Task inputs:
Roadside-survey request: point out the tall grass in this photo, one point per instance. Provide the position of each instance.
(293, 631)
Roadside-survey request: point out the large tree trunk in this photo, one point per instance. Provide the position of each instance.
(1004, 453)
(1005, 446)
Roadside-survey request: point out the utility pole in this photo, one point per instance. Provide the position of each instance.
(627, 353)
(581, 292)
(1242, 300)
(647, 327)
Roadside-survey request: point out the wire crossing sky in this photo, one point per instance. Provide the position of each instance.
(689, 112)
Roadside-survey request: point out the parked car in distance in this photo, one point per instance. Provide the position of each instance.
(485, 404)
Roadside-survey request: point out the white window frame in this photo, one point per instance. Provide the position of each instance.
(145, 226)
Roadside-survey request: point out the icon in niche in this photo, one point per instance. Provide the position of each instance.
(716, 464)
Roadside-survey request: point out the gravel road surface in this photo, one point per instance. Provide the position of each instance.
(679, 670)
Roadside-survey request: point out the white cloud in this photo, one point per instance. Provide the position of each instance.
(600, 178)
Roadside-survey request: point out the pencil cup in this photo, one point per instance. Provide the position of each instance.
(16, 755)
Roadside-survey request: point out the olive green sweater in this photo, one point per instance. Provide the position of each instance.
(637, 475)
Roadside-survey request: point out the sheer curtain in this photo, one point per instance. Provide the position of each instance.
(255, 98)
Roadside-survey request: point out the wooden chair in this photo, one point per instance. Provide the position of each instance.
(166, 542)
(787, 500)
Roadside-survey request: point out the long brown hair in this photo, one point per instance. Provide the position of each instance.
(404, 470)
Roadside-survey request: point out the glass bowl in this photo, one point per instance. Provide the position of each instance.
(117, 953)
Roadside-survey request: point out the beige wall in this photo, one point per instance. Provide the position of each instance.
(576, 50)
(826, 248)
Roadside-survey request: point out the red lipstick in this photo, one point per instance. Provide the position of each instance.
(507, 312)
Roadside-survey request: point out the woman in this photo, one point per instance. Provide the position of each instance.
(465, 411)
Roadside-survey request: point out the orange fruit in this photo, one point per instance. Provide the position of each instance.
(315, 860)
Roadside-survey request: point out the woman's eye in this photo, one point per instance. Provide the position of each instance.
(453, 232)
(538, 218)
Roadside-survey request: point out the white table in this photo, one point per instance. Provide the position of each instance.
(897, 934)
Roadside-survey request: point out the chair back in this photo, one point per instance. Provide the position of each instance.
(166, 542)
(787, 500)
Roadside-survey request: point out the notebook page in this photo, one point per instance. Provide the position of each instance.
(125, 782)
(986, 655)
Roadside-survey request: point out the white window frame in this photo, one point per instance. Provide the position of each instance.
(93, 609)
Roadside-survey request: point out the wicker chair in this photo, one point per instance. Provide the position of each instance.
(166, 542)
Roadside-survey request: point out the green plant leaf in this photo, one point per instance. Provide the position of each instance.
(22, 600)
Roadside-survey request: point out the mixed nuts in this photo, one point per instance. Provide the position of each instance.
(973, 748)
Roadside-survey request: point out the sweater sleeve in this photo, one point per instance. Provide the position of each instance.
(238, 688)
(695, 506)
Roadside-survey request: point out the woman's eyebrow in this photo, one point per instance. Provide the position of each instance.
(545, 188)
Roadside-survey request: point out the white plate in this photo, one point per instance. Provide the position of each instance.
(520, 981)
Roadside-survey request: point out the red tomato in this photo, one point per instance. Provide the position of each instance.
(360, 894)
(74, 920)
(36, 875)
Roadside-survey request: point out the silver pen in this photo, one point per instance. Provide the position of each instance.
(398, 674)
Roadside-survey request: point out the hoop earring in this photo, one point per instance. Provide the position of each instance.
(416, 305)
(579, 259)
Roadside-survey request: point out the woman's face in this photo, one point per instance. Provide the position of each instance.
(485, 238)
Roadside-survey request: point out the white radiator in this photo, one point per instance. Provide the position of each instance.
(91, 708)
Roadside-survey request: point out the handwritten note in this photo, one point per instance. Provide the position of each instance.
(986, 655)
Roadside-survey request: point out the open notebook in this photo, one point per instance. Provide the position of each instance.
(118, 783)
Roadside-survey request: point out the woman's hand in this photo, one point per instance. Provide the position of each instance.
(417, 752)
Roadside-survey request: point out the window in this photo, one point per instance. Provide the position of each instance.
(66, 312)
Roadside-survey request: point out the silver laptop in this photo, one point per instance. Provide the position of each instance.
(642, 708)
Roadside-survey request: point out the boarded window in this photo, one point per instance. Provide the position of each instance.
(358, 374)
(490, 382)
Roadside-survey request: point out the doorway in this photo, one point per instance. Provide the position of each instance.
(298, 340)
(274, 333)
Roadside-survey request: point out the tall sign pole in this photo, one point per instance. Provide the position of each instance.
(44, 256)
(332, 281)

Task objective:
Scale the data from the line that contains "Roadside-survey request: point out the tall sign" through the end of the data, both ends included. Write those lines out again with the request line unchanged, and multiply each point coordinate in the answers by 2.05, rounding to whole numbers with halves rounded up.

Solution:
Roadside-survey request: point out the tall sign pole in this photo, one point per instance. Provide the position of each instance.
(90, 525)
(681, 576)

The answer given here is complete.